GIVEN RECORDS:
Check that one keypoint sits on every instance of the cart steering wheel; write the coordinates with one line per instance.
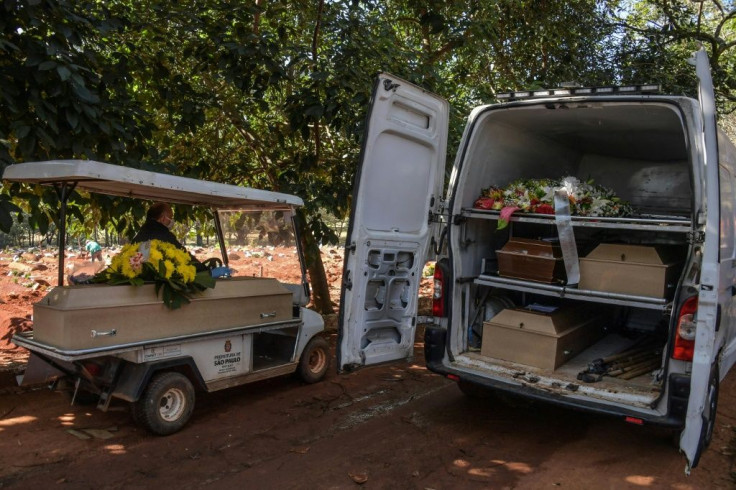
(212, 263)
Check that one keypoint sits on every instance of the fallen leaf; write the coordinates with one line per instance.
(78, 434)
(359, 478)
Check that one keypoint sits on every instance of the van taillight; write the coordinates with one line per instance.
(438, 297)
(686, 325)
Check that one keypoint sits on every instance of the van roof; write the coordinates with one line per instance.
(105, 178)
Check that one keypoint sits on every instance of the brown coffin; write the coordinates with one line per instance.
(83, 317)
(543, 340)
(535, 260)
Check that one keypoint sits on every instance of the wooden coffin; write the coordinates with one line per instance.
(90, 316)
(631, 269)
(534, 260)
(543, 340)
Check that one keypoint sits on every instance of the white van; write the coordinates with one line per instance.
(630, 316)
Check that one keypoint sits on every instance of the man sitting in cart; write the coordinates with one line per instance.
(158, 225)
(94, 250)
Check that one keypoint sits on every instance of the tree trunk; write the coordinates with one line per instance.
(315, 267)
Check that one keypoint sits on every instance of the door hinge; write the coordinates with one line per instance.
(695, 237)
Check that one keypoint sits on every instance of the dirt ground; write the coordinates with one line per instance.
(392, 426)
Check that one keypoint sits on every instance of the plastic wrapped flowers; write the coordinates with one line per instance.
(161, 263)
(537, 196)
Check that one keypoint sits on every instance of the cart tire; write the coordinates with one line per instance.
(166, 404)
(314, 361)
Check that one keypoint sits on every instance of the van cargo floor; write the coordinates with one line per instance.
(640, 391)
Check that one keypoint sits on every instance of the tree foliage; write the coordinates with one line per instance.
(273, 94)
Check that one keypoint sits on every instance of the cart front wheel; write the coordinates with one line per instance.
(166, 404)
(315, 360)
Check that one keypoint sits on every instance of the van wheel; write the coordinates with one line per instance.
(473, 390)
(166, 404)
(709, 414)
(314, 361)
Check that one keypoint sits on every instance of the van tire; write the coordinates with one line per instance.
(474, 390)
(314, 361)
(709, 414)
(166, 404)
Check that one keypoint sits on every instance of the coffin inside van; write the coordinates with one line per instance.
(637, 149)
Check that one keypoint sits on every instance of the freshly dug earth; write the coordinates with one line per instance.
(392, 426)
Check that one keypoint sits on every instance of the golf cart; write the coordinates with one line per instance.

TASK GOAL:
Output, and output only, the lines from the one containing "the van tire;" through the last line of the data above.

ANSWER AREA:
Check that one keypoint sits on every instance of the van tire; write the coordinates with one line per instance.
(474, 390)
(314, 361)
(709, 414)
(166, 404)
Check that one keypoint sits on every instance of the coffin inside van; write the coordinates with one line per instance.
(637, 149)
Check that one keypoint sits on every instance of the freshly dug earth; write the coordinates with one line per instance.
(392, 426)
Check that one keypoint sits on every instance of the golf cart; write the coordinates with one line per instance.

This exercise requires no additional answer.